• **Dataset**:
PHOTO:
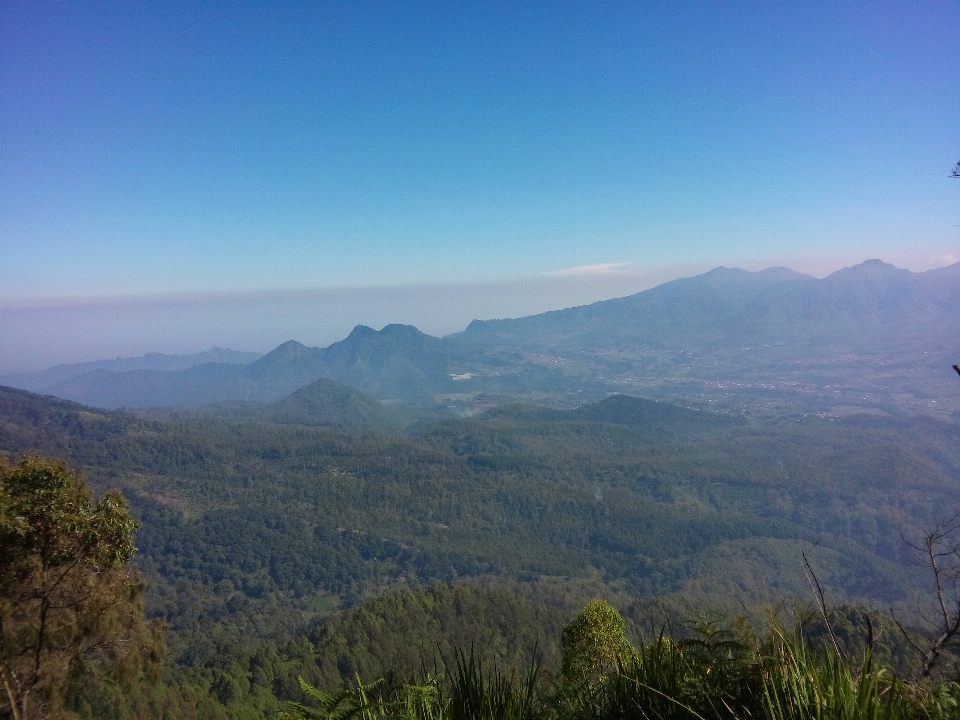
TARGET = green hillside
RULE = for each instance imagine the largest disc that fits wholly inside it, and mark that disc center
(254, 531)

==

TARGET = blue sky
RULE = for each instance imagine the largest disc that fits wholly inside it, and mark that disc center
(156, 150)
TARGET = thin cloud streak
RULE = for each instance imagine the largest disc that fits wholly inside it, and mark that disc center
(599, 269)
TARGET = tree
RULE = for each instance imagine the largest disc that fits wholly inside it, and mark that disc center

• **Task instructions**:
Report every line of the listing above that contains the string "TARGET", matching case exactly.

• **Task solution**:
TARGET = green hillside
TARGET = blue sky
TARGET = thin cloud streak
TARGET = tree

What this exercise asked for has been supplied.